## What needs to be done
Count the lines in the listing that contain the string "road", treating uppercase and lowercase as different, and give only that number.

[Pointing listing]

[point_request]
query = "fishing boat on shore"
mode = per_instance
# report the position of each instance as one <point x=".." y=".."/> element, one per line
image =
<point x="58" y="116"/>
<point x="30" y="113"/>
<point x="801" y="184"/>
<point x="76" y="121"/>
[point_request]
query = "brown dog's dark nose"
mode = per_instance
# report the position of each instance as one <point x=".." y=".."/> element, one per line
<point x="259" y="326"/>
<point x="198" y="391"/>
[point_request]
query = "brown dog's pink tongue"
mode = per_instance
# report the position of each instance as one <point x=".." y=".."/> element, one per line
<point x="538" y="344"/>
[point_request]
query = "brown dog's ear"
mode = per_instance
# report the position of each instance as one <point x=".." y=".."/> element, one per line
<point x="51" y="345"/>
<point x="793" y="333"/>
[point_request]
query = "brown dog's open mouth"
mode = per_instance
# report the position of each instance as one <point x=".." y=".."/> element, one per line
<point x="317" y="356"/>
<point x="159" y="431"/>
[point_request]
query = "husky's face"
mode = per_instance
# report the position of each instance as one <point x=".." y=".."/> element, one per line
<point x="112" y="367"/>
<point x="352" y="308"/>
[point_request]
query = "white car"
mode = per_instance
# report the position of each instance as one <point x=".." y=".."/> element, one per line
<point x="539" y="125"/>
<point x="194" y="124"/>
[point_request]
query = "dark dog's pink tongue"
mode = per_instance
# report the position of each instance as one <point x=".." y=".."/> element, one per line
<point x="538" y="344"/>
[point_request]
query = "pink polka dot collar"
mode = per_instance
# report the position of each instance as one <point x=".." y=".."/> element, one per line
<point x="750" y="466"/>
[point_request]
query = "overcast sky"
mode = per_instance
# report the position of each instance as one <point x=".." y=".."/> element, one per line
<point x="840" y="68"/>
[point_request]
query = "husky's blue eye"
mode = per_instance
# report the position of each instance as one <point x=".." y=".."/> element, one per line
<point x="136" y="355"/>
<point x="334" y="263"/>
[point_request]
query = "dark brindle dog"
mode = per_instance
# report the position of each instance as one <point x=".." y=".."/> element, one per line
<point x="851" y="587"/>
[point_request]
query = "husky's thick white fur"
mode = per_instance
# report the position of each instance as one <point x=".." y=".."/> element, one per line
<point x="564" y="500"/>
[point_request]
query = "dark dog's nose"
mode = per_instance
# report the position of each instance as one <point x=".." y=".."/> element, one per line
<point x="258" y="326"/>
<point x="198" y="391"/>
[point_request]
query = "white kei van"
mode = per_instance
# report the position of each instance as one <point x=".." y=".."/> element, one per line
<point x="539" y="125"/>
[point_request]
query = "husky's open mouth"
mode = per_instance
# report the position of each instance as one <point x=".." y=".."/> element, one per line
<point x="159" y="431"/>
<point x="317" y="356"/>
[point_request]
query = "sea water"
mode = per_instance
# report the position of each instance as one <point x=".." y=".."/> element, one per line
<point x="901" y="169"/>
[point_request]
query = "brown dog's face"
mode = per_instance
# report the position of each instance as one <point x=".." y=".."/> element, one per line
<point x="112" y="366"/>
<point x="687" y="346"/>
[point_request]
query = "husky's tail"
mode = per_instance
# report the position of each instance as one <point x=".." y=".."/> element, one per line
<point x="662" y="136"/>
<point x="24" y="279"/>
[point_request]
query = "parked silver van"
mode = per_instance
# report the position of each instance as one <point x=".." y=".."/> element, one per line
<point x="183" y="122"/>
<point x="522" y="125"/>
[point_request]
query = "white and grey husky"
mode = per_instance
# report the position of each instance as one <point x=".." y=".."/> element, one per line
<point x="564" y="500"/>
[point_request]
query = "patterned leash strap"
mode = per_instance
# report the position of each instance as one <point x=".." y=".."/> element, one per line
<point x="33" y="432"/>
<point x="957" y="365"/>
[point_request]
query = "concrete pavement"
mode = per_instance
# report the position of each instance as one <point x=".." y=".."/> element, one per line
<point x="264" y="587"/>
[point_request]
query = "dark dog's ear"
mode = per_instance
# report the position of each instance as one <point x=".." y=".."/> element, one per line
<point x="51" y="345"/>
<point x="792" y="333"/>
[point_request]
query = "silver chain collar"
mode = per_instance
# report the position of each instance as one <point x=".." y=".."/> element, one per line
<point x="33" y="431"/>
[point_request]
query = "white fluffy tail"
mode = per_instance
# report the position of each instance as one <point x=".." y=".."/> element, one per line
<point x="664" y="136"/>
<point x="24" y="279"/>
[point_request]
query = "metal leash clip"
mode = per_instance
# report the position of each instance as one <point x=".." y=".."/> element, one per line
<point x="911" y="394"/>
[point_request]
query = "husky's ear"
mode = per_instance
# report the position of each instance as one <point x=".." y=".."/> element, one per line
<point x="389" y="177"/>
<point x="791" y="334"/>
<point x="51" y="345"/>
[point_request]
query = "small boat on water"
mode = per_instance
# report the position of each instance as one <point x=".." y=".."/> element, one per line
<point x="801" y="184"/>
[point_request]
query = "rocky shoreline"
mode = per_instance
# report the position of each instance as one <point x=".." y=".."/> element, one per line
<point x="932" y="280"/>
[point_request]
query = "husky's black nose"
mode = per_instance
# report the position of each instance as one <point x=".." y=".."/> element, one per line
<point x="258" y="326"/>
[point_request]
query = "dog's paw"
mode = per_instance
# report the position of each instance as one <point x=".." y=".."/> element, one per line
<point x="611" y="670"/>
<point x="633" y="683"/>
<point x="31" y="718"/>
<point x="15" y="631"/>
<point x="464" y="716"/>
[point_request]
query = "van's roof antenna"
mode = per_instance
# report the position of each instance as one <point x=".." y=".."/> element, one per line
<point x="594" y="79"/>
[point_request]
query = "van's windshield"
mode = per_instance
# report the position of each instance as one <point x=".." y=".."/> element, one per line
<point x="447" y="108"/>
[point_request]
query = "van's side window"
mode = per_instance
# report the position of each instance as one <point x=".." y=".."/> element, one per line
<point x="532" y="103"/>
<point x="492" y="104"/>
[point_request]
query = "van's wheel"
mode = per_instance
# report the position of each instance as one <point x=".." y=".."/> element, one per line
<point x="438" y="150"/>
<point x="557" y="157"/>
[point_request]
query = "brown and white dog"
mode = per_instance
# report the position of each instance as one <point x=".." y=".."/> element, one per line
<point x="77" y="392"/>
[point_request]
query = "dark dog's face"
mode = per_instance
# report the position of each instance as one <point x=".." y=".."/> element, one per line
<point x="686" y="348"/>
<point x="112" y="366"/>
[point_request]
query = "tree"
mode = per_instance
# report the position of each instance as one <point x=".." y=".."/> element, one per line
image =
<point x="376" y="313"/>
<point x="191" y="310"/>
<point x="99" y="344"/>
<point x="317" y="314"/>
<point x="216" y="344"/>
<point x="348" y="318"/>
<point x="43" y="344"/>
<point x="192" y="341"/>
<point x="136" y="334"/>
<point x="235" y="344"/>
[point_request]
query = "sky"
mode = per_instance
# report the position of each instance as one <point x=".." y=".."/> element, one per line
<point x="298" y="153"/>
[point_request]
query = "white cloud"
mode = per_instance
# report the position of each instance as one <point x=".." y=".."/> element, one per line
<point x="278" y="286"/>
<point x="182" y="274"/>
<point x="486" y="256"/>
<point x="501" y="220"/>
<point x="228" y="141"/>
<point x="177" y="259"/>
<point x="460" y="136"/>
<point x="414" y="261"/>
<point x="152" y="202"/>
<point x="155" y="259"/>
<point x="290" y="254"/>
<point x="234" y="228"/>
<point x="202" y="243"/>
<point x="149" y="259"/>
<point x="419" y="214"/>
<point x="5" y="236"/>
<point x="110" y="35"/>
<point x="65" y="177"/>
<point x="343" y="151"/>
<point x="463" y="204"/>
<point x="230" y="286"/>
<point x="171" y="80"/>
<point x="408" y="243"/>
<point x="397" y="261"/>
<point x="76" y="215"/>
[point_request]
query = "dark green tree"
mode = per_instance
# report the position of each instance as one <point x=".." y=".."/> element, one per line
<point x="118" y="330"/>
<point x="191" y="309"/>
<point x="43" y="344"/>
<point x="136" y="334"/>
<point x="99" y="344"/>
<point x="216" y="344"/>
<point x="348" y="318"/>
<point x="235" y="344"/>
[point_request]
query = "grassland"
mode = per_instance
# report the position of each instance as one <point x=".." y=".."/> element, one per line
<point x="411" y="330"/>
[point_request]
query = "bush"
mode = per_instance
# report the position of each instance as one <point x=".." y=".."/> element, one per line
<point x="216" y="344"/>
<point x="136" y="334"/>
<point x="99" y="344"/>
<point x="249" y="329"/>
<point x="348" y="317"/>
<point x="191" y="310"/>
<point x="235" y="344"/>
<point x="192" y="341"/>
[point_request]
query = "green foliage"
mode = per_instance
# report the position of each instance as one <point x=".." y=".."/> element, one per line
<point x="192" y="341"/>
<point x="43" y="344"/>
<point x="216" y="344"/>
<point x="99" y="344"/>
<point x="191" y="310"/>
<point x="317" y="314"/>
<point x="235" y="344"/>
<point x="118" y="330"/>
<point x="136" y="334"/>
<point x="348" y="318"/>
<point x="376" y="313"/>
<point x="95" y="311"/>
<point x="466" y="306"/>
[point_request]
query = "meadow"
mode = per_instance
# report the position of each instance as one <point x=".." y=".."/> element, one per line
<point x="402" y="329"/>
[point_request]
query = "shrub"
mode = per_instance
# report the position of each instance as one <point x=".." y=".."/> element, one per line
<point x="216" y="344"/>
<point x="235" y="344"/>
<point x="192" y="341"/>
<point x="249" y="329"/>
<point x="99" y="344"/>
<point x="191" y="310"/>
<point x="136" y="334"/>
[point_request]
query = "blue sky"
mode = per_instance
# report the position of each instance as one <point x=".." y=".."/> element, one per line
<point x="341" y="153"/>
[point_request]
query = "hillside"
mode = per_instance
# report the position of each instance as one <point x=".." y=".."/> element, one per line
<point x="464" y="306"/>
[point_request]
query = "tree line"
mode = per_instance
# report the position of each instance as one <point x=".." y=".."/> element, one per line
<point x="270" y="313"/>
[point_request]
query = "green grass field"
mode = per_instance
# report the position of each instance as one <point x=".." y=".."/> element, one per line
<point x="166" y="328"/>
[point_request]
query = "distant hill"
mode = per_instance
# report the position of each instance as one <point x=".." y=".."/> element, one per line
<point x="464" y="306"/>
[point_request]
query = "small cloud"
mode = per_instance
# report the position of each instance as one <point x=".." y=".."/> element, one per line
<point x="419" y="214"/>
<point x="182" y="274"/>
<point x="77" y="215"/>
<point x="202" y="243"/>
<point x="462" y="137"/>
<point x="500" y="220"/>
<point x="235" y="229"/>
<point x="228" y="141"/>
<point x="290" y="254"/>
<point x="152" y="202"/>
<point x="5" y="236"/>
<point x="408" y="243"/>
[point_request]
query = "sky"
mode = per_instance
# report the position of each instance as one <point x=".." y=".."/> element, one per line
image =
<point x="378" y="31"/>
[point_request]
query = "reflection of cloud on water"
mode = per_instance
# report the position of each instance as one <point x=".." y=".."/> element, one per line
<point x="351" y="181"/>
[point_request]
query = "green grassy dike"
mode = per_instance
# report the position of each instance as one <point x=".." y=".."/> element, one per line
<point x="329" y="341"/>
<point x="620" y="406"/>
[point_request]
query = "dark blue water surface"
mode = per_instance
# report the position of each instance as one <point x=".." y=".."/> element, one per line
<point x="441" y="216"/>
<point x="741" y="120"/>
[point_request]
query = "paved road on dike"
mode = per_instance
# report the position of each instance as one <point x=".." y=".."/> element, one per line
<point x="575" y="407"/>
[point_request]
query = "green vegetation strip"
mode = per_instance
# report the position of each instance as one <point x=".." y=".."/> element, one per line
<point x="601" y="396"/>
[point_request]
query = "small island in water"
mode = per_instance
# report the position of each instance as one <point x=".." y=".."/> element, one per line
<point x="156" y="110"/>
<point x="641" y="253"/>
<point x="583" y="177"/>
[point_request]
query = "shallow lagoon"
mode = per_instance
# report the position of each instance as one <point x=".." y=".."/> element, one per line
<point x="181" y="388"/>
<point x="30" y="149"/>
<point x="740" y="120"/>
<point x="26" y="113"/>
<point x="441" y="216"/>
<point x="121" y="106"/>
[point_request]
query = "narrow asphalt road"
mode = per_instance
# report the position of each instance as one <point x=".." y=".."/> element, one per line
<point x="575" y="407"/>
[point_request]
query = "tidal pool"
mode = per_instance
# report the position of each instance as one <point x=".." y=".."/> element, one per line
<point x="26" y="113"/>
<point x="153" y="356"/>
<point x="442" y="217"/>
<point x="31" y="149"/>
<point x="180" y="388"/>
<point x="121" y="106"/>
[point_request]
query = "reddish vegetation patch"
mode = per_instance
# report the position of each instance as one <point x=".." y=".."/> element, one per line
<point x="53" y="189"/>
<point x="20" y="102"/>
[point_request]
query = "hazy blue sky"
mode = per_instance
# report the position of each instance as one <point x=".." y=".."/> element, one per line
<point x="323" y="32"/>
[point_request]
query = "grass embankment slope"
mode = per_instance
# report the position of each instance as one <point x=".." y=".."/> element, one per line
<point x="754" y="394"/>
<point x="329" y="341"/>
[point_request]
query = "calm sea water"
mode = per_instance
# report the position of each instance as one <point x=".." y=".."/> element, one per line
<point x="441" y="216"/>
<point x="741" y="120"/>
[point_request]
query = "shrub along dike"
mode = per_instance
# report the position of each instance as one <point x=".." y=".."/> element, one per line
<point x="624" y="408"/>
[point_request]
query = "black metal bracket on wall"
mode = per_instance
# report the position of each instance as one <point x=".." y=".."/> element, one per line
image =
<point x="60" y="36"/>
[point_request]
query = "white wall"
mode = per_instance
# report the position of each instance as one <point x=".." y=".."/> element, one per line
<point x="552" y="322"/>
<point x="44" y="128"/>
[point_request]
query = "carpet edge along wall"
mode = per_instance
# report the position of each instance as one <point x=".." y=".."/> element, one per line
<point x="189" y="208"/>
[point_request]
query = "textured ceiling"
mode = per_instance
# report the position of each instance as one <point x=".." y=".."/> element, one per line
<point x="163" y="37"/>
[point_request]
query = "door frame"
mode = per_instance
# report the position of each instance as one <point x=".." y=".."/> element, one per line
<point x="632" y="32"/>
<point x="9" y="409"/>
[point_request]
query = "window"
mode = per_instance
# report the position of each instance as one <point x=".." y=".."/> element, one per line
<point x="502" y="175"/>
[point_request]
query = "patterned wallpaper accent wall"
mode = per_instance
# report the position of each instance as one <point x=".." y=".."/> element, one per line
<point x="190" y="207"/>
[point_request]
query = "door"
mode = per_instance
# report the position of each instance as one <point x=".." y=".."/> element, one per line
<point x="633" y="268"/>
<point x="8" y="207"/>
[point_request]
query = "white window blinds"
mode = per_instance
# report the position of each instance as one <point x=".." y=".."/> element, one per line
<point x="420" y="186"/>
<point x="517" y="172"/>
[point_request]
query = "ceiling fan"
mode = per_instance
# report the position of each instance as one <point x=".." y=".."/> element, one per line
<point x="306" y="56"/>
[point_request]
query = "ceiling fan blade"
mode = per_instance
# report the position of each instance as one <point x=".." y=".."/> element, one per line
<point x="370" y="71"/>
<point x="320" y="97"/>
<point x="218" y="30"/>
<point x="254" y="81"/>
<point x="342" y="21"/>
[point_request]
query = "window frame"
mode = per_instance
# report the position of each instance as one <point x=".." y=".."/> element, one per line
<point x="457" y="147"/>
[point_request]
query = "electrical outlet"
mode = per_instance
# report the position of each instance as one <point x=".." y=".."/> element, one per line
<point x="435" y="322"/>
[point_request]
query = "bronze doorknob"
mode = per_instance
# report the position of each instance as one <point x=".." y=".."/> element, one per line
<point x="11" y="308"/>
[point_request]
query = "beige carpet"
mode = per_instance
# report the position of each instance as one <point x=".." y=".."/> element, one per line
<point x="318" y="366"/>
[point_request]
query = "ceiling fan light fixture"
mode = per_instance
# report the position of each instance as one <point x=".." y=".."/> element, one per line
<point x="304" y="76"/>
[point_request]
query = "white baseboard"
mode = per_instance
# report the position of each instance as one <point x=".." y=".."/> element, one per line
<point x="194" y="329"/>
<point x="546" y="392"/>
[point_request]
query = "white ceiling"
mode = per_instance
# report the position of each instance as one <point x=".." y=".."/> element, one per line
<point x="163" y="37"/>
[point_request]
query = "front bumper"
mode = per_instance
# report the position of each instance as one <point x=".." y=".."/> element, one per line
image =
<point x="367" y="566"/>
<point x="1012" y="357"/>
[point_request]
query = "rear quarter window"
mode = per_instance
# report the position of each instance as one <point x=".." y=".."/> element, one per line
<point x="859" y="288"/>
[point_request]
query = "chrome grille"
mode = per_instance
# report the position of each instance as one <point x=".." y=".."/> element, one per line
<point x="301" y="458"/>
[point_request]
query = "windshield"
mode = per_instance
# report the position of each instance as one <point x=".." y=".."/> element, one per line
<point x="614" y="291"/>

## Full response
2